*SET PROBLEM 1:* In the post about servers locking up under heavy disk activity, what kind of RAID controllers did the two respondents with similar problems have?
*SET PROBLEM 2:* Carry on the post about servers locking up under heavy disk activity, picking up right after its last sentence.

*PASSAGE GIVEN:*
-----
[SUMMARY] System locks up on heavy i/o

From: J. A. Landamore <jal_at_mcs.le.ac.uk>
Date: Fri Nov 19 2010 - 11:15:27 EST
Sorry about the delay in posting a sumamry.

Thanks to those who replied.

I should have mentioned that the filesystem was UFS, however I think the
underlying problem is independent of the filesystem.

Two respondents have had very similar experiences, both with LSI chipset
RAID controllers, one with X4150s.
Under heavy load, caused by either heavy I/O or cable/disk problems
causing a lot of retrys, the controllers just give up.  The solution is to
ensure cables and disks are good, replacing disks when they start to show
errors and not waiting for them to fail, and if necessary to add another
RAID controller to spread the load.

Original post below, thanks for all your help (oh and btw we're going to
add a sleep in the loop to give everything a chance to catch its breath)

John

--original post --

We have 2 X4150 that act as NFS file servers.

Each has 8Gb memory and 6 140Gb disks configured as RAID10 with an
internal Intel SAS raid controller.  OS is Solaris 10u8

Under "normal" operation everything seems fine, it supports ~100 attached
NFS clients running eclipse.
-----
*ENTRIES SHOWN:*
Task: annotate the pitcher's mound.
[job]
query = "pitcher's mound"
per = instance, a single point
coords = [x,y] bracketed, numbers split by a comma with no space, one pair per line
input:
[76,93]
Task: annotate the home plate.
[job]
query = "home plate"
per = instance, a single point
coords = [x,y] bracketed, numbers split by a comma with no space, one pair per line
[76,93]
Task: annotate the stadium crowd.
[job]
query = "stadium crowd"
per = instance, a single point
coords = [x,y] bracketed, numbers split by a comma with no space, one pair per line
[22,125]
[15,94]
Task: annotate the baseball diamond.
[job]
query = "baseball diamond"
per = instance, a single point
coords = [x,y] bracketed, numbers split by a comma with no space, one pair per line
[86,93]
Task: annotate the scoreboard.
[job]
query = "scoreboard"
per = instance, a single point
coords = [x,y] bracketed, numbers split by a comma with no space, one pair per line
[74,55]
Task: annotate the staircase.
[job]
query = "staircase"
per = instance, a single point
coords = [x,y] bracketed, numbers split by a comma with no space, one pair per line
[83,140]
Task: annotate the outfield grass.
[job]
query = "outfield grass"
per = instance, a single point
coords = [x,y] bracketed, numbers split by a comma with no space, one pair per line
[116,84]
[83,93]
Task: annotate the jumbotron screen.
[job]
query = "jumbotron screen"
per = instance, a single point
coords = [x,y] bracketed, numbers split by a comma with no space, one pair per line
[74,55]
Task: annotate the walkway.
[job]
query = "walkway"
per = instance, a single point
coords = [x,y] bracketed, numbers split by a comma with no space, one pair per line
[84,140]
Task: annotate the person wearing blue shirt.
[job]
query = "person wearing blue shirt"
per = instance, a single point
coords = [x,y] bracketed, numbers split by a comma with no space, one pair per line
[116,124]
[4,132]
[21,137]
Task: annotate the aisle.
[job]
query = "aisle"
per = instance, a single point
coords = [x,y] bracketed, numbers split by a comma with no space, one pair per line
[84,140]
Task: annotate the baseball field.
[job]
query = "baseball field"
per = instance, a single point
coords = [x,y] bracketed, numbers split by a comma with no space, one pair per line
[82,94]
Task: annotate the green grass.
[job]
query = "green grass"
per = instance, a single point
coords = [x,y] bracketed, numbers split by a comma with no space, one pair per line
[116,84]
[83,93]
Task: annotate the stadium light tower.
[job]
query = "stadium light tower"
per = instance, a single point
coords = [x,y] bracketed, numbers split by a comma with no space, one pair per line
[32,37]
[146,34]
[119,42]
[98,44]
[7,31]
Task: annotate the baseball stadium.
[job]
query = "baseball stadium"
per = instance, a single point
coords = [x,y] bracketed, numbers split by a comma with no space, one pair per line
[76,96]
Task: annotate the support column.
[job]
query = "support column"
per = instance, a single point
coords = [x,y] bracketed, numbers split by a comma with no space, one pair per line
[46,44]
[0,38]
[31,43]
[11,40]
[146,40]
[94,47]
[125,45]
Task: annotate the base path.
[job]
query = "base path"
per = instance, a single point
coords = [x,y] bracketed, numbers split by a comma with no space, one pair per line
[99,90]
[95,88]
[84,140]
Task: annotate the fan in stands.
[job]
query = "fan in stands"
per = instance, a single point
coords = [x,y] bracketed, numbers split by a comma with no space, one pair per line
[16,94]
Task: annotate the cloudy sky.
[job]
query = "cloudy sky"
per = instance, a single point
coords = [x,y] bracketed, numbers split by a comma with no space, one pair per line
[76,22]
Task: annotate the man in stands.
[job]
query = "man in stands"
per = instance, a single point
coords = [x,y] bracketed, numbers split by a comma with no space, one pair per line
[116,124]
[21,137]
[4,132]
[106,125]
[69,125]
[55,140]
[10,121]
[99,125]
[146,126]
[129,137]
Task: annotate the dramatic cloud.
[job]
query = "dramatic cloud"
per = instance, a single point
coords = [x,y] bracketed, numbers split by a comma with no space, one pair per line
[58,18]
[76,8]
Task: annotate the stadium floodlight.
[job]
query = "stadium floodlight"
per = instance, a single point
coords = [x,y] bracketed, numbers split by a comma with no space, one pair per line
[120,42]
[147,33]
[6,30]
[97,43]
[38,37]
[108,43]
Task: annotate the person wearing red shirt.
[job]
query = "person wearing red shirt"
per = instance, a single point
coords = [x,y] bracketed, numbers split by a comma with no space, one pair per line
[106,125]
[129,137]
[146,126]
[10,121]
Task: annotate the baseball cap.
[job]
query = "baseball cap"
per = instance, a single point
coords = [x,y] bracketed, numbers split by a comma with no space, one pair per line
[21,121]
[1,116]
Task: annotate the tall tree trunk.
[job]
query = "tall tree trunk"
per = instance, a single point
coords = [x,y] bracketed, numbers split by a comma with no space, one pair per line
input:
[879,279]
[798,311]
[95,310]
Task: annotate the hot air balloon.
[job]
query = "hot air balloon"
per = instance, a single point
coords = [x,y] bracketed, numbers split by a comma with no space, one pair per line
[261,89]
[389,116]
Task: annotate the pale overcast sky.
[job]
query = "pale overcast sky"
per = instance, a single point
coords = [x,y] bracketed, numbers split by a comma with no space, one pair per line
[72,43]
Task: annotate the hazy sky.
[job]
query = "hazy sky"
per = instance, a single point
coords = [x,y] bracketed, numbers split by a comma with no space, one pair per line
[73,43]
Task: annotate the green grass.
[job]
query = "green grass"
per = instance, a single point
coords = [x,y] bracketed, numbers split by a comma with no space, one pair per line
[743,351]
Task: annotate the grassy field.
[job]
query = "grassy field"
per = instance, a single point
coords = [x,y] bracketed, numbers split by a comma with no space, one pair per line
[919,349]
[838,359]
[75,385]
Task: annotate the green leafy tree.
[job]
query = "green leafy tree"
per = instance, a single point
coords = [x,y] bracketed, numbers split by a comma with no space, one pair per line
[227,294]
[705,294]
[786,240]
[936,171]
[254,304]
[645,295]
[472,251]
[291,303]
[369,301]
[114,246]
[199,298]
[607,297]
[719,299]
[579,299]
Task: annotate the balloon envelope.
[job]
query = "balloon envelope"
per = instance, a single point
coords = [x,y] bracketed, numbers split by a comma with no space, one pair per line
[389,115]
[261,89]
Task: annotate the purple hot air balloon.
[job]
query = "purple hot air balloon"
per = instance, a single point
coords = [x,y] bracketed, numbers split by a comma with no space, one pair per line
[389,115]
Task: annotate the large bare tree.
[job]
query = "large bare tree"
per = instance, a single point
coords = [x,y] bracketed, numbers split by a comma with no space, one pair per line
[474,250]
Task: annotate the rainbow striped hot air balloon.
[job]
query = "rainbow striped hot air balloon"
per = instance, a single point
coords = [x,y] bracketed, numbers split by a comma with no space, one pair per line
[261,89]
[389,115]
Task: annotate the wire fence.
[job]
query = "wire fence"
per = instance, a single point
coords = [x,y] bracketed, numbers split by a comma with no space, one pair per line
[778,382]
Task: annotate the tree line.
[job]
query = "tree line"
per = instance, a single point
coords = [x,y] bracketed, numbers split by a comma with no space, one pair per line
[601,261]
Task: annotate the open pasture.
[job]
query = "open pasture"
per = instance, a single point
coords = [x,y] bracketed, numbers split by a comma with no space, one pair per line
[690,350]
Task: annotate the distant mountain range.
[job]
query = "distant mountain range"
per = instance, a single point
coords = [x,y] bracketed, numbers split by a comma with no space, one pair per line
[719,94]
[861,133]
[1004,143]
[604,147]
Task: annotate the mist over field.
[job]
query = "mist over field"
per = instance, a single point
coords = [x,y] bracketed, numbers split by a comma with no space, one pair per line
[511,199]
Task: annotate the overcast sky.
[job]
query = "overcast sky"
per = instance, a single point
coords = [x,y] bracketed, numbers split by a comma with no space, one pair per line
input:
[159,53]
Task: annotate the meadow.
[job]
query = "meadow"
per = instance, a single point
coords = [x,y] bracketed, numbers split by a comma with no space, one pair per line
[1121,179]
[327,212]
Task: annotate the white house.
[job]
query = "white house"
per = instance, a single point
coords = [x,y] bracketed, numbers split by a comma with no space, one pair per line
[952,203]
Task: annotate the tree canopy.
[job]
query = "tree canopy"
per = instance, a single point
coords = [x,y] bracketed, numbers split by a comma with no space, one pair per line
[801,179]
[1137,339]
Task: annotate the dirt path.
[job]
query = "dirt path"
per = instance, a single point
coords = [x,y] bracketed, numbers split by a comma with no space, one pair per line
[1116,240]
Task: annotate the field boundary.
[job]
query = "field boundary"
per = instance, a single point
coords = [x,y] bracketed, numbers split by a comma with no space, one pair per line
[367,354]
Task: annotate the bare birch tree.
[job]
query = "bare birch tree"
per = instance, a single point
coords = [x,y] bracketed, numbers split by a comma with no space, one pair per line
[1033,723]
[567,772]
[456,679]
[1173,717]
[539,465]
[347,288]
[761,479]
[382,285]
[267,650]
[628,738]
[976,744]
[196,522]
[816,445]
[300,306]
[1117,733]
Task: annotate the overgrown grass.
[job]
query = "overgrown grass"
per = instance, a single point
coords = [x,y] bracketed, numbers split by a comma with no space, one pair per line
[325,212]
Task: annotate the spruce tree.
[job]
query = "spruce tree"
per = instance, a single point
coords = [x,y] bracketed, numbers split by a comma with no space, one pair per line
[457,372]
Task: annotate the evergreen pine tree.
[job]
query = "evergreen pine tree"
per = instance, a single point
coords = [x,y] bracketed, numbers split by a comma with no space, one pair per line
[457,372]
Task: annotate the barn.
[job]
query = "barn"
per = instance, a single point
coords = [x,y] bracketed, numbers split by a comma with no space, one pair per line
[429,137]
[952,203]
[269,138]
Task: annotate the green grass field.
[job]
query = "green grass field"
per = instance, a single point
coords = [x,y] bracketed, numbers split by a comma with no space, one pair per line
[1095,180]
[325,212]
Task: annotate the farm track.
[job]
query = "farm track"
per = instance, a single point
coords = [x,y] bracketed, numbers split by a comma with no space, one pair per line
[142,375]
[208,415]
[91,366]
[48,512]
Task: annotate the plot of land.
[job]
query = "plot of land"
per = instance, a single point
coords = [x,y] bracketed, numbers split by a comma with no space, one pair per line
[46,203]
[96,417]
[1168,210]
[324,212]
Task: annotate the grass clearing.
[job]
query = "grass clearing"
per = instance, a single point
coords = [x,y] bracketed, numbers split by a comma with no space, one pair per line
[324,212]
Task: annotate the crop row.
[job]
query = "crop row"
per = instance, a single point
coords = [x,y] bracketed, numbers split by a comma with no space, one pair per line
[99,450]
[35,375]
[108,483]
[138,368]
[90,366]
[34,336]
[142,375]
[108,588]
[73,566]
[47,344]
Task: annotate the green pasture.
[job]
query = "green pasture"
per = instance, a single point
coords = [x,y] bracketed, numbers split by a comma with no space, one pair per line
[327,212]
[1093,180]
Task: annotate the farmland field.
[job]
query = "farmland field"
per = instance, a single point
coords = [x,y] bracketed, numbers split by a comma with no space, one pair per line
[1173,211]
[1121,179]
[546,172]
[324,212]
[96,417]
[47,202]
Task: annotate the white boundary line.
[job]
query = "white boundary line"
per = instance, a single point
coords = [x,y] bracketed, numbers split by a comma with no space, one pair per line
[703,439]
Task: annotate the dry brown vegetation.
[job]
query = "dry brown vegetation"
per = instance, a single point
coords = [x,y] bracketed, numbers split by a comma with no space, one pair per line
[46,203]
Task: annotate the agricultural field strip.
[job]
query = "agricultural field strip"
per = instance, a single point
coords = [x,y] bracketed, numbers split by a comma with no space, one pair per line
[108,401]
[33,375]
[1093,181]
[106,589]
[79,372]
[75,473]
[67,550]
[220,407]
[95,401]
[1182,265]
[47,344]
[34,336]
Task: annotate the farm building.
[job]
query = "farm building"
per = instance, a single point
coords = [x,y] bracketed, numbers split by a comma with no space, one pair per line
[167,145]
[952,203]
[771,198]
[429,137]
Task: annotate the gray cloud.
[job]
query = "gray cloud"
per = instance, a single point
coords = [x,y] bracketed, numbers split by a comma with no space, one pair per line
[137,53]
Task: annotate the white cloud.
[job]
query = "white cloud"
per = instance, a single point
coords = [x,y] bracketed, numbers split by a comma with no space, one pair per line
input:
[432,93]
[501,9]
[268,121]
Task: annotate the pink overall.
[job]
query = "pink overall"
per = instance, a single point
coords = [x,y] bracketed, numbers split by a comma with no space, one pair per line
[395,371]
-----
*EXERCISE RESULT 1:* Both had RAID controllers with LSI chipsets.

*EXERCISE RESULT 2:*
Last Friday the user space reached 100%, everything was OK until we tried
to delete some expired user accounts.  This is done with a script that, in
effect, does:

for i in 1 to 30; do
/bin/rm -rf /export/home/user$i
done

When lightly loaded this script works fine, however on this occassion when
the system was working fairly hard after the first couple of accounts had
been deleted everything stopped.
Disk lights stopped flashing, existing NFS connections stopped working and
you could log in but never got a prompt.

It required a power cycle to recover.

This is all indictative of loosing connection to the disk in some form.

There is nothing in any log to indicate a problem.  Has anyone come across
anything similar or like to guess what may be happening.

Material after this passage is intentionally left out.